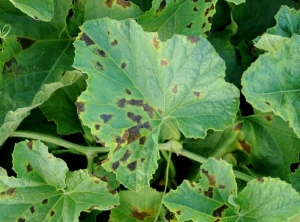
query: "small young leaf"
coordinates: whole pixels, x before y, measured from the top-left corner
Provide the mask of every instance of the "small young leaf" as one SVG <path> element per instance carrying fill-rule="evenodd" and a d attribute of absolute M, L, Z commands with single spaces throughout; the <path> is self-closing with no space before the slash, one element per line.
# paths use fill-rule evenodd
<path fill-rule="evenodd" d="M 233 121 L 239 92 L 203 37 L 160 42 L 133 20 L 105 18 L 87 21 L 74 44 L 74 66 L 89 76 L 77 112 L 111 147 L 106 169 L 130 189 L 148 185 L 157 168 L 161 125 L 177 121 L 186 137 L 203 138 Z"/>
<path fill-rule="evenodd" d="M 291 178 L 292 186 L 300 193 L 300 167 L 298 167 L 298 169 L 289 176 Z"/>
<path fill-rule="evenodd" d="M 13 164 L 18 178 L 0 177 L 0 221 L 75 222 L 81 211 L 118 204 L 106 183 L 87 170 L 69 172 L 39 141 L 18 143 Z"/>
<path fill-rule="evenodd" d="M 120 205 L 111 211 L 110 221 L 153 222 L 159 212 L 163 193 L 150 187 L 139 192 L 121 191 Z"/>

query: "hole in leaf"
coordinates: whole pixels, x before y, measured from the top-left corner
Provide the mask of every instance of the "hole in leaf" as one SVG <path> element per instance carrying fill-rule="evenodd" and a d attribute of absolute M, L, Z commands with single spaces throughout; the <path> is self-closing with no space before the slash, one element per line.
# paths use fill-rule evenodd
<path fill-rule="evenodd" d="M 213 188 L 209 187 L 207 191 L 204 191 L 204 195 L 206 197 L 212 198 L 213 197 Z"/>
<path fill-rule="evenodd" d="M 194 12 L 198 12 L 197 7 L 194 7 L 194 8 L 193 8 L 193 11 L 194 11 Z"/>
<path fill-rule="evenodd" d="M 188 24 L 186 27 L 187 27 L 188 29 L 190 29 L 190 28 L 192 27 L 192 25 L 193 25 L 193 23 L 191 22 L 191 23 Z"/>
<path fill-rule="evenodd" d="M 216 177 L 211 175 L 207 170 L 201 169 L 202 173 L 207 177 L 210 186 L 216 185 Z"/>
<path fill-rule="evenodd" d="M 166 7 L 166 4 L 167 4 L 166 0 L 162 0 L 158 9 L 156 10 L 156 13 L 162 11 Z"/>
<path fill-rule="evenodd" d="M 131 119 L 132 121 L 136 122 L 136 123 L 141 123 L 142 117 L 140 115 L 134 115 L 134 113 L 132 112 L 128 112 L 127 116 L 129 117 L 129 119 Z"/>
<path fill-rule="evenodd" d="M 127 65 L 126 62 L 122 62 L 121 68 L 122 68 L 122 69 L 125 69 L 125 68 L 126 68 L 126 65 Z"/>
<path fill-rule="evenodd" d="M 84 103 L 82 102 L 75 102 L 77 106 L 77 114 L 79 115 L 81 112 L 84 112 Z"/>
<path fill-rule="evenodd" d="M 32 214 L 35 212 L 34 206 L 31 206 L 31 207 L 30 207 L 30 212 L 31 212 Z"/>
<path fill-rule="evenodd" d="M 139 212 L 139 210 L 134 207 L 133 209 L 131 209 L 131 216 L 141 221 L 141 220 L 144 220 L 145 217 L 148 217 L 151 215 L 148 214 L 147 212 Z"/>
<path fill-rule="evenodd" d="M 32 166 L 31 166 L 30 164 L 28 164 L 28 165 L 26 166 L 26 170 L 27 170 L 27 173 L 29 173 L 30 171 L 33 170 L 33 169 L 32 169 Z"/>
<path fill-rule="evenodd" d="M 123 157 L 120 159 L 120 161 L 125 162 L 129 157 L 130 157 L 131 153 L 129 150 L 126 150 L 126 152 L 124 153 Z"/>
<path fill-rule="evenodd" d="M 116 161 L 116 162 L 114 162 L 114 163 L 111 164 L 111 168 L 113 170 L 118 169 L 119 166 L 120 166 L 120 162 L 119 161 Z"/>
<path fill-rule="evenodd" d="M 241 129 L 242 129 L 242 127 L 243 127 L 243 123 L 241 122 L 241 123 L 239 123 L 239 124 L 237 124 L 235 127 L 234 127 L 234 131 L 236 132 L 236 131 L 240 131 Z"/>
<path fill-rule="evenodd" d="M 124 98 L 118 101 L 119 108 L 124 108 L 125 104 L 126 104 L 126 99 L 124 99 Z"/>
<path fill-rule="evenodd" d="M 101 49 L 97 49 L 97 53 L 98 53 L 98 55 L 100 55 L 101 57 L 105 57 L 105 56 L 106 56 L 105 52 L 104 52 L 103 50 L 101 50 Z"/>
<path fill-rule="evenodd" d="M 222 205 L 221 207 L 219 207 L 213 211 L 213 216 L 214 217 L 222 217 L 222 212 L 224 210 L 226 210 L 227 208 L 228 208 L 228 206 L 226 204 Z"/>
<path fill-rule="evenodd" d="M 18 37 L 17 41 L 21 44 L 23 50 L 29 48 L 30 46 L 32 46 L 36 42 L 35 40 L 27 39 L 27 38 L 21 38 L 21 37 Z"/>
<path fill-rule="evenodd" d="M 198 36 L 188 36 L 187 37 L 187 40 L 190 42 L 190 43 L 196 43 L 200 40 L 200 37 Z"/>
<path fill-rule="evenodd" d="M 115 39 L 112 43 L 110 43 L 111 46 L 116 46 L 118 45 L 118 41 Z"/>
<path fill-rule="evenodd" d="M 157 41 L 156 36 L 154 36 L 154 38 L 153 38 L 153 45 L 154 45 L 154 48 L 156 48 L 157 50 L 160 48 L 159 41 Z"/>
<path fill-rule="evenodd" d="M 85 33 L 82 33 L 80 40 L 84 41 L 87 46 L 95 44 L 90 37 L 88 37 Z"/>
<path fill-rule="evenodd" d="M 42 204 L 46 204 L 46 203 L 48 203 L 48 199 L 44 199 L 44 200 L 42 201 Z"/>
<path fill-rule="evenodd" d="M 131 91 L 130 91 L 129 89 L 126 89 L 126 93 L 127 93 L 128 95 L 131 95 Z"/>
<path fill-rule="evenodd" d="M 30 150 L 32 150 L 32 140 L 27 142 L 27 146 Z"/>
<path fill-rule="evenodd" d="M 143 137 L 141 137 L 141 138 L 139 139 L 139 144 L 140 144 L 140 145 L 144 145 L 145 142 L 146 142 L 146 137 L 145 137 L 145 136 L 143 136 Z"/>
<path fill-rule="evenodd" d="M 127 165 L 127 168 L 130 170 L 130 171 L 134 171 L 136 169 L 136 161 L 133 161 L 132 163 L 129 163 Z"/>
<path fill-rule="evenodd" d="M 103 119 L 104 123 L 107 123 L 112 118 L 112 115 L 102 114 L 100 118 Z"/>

==

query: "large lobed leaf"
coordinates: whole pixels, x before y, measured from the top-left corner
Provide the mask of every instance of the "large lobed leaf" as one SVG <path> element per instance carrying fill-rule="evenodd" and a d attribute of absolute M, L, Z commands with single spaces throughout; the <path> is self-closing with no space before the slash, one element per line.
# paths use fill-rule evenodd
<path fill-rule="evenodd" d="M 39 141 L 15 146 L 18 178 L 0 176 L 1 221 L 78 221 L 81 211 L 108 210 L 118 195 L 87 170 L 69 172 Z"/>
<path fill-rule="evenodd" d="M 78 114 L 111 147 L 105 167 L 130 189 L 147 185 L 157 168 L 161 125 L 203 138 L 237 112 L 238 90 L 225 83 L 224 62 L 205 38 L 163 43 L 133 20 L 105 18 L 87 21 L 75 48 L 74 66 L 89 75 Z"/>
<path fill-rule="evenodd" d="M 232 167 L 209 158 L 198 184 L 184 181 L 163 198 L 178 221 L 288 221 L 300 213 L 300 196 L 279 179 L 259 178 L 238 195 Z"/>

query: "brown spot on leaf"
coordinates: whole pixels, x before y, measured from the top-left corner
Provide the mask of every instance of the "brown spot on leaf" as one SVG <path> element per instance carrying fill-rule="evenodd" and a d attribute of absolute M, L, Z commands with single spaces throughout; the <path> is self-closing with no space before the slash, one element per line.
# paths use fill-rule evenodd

* * *

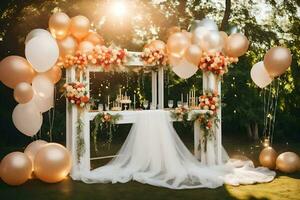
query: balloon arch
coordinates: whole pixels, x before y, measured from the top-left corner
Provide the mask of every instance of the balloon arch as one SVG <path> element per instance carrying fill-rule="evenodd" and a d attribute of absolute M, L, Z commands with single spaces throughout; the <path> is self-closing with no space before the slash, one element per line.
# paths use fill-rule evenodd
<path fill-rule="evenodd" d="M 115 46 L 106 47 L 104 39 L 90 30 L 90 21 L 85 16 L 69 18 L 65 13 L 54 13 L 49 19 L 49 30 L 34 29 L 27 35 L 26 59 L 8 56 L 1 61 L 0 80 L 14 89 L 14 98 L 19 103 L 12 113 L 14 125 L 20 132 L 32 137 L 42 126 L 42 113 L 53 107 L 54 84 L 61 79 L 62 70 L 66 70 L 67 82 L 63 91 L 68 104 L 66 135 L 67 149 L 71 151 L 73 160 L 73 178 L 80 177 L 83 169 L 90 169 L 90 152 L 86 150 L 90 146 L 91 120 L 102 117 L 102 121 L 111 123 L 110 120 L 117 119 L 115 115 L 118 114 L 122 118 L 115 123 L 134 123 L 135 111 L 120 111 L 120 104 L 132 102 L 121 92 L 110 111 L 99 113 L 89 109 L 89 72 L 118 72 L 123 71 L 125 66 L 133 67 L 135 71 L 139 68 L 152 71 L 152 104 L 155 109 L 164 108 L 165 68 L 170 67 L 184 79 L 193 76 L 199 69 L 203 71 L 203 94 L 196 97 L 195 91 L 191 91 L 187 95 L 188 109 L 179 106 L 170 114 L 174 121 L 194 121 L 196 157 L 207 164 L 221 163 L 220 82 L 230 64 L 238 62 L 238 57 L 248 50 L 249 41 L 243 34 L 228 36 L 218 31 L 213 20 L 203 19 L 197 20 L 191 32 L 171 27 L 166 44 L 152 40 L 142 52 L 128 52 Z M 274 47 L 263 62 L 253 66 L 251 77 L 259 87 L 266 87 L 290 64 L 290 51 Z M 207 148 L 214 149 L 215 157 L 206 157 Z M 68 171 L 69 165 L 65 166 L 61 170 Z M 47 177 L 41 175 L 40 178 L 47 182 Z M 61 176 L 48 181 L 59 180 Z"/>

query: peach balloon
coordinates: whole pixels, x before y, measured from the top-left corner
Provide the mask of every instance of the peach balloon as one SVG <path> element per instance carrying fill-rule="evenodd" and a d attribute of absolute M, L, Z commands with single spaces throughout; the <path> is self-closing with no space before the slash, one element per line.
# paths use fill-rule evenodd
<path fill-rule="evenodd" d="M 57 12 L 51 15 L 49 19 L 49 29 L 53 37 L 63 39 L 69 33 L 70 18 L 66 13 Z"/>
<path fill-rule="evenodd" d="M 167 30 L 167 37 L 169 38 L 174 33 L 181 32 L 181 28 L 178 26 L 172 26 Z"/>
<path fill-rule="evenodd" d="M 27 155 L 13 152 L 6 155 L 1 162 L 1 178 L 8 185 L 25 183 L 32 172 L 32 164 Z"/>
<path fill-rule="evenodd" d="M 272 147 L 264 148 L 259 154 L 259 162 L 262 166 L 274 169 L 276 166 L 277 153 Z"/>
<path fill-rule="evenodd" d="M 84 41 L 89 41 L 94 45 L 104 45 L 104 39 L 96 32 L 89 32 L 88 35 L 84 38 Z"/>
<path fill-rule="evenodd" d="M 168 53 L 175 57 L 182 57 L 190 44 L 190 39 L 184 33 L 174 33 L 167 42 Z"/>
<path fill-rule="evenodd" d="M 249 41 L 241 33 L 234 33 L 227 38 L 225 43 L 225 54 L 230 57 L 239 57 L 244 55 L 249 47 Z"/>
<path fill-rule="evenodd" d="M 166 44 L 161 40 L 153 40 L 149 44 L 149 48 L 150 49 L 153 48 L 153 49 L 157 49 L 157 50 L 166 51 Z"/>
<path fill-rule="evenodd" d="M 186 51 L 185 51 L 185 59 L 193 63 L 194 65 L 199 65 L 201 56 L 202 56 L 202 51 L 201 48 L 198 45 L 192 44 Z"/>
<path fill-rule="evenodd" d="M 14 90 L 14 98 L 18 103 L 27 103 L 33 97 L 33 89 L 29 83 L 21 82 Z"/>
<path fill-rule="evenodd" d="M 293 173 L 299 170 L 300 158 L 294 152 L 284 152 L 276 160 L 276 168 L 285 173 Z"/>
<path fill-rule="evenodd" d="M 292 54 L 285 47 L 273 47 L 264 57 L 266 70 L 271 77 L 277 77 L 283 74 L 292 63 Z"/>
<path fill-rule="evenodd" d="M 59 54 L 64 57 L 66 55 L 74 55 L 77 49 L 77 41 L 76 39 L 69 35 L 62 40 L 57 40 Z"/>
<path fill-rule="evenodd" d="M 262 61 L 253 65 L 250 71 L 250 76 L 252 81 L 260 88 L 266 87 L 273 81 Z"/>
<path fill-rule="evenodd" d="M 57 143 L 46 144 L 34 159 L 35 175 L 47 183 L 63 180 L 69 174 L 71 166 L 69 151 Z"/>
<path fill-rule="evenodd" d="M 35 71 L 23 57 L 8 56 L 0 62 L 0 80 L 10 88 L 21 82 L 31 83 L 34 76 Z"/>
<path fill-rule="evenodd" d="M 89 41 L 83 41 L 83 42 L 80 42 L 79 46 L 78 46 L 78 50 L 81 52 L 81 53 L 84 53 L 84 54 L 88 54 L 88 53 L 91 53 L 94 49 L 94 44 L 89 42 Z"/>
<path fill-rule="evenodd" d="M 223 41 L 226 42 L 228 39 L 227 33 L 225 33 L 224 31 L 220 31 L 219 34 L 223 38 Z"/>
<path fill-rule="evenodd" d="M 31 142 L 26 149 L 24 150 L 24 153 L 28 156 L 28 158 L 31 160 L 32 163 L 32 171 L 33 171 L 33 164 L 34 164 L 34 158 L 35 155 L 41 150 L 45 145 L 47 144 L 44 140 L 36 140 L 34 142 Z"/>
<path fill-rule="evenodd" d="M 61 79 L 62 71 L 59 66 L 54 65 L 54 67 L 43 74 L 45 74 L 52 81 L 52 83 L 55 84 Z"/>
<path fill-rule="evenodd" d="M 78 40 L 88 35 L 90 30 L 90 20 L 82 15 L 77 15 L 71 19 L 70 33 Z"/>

> [WHAT THE TASK REQUIRES] Copy each line in the data that holds the word "query".

> [ANSWER TO THIS TASK]
query: "small young leaf"
query: "hole in leaf"
query: "large lobed leaf"
query: "brown spot on leaf"
query: balloon arch
query: peach balloon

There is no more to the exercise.